Task brief:
Convert every line of the records below into a numbered list, skipping blank lines. Leave the pictures out of the list.

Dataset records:
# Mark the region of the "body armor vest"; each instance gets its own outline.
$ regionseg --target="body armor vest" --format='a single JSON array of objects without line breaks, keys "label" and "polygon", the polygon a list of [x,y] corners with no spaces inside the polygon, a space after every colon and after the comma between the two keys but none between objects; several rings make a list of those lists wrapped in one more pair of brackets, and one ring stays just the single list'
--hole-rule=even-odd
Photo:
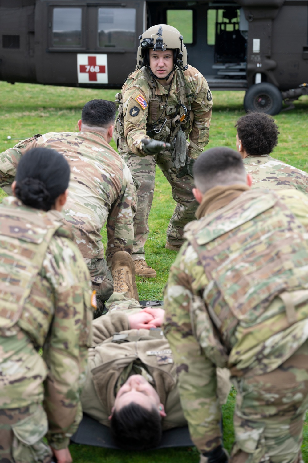
[{"label": "body armor vest", "polygon": [[268,190],[250,190],[197,223],[189,239],[209,282],[203,298],[228,349],[238,325],[266,319],[277,296],[286,328],[301,319],[291,294],[308,300],[307,232],[282,201]]},{"label": "body armor vest", "polygon": [[[164,102],[162,97],[165,97],[165,95],[156,94],[156,81],[154,78],[151,76],[148,68],[144,66],[141,71],[145,77],[151,90],[150,100],[148,102],[147,134],[155,140],[173,143],[178,131],[182,129],[185,132],[187,139],[191,131],[194,119],[194,113],[191,111],[191,104],[197,96],[192,83],[189,81],[186,81],[182,71],[176,69],[174,72],[175,77],[178,85],[178,91],[176,93],[178,104],[174,108],[166,106],[165,110],[162,110],[161,106],[164,106],[165,102],[165,101]],[[124,87],[125,85],[125,84]],[[124,90],[122,91],[124,92]],[[115,124],[116,133],[115,133],[114,139],[118,149],[119,150],[120,154],[122,154],[128,152],[129,149],[124,139],[122,95],[121,94],[118,94],[118,95],[119,106]],[[186,116],[183,106],[186,108],[187,113]],[[182,121],[180,120],[181,119],[182,119]],[[121,140],[119,143],[119,138],[120,138]]]},{"label": "body armor vest", "polygon": [[41,269],[50,240],[62,226],[44,213],[1,206],[0,220],[0,330],[12,327]]}]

Task result:
1. # Mark the region of the "body armor vest"; each instance gets its own outline.
2. $ regionseg --target="body armor vest" --format='a single JSON array of objects without line breaks, keys "label" and "polygon", the polygon a list of [x,y] corners with no spaces inside the polygon, a space after every colon and after the comma between the two keys but none between objects; several rings make a list of those lists wrapped in one more pair of brackets, and one ring stays just the single list'
3. --hole-rule=even-odd
4. Photo:
5. [{"label": "body armor vest", "polygon": [[268,190],[250,190],[197,223],[189,239],[209,282],[203,298],[228,349],[238,325],[266,319],[277,296],[286,328],[301,319],[291,294],[308,300],[307,232],[282,201]]},{"label": "body armor vest", "polygon": [[[164,102],[162,97],[165,97],[165,95],[156,94],[156,81],[154,78],[151,76],[148,68],[144,66],[141,71],[145,77],[151,90],[150,100],[148,102],[147,134],[155,140],[173,143],[178,131],[182,129],[185,132],[187,139],[191,131],[194,119],[194,113],[191,111],[191,104],[197,96],[192,83],[189,81],[186,81],[182,71],[176,69],[174,72],[175,77],[178,85],[178,91],[176,93],[178,104],[174,108],[166,106],[165,110],[162,110],[161,106],[164,106],[165,102],[165,101]],[[124,87],[125,85],[125,84]],[[124,90],[122,91],[124,92]],[[115,124],[116,133],[115,133],[114,139],[118,149],[119,150],[120,154],[122,154],[128,152],[129,149],[124,139],[122,95],[121,94],[118,94],[118,95],[119,106]],[[186,116],[183,106],[186,108],[187,113]],[[182,121],[180,120],[181,119],[182,119]],[[121,140],[119,143],[119,138],[120,138]]]},{"label": "body armor vest", "polygon": [[41,269],[50,240],[62,226],[44,213],[1,206],[0,220],[0,330],[12,327]]}]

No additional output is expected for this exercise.